- TASK STATEMENT -
Render part of the material below as a numbered list, beginning at the line that contains "the dark storm" and continuing through the end of the material. Leave out blank lines and the pictures.

Source records:
------------------------------------
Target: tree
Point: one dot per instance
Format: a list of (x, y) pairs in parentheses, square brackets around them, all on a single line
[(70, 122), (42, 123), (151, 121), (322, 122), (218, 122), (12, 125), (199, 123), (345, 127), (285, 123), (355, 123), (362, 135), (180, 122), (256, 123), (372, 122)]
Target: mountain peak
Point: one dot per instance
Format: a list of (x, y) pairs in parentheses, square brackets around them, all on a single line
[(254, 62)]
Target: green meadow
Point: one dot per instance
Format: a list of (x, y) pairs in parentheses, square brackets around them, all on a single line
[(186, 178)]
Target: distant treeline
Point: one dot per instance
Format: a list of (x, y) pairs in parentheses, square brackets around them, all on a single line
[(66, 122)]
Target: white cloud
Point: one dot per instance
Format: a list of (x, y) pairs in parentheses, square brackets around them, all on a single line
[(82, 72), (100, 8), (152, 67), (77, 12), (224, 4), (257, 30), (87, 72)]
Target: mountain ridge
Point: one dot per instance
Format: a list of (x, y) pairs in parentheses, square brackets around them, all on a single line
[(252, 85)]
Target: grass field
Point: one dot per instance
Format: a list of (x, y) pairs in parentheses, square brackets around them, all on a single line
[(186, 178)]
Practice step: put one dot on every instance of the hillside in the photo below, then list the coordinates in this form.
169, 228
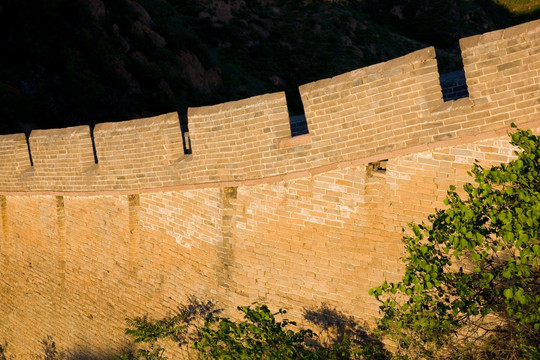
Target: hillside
70, 62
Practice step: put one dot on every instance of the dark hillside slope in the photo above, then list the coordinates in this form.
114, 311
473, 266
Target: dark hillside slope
69, 62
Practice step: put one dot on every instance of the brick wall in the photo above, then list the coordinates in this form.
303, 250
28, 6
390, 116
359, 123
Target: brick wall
252, 213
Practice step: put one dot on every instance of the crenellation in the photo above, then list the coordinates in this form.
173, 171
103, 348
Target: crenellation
251, 213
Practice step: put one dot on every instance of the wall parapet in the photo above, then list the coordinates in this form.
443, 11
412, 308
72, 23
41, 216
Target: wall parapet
383, 108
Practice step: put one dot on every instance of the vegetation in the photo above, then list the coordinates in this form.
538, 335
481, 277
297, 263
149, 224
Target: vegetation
471, 287
70, 62
262, 334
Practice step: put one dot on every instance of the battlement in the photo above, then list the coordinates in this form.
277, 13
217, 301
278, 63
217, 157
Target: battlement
395, 106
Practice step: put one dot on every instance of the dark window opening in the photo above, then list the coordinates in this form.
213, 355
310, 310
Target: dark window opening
377, 167
454, 85
297, 118
93, 142
27, 136
186, 141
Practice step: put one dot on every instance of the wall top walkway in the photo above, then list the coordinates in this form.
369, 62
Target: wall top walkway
366, 114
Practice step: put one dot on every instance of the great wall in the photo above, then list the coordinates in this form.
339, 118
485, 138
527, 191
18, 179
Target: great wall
96, 227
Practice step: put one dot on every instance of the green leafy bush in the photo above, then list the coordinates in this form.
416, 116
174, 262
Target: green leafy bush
471, 284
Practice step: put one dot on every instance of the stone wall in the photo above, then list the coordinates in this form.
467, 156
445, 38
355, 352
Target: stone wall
252, 213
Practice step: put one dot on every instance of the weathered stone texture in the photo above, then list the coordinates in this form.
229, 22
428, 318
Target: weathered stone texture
251, 214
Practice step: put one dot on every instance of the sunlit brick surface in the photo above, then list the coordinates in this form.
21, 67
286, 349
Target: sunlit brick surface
252, 214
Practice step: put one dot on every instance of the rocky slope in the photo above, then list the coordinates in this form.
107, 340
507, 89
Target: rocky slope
69, 62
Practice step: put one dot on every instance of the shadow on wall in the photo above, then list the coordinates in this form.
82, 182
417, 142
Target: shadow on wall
337, 328
50, 351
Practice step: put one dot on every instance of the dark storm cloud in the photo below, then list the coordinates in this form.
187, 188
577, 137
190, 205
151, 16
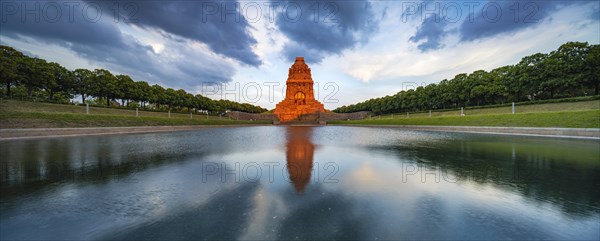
------------------------------------
- PROBLEM SOLUTION -
1. Practice step: put one dot on every instance of the dark storm cloud in the photo below, then list the coordinates in this form.
2. 187, 188
3. 577, 137
4. 190, 205
5. 151, 16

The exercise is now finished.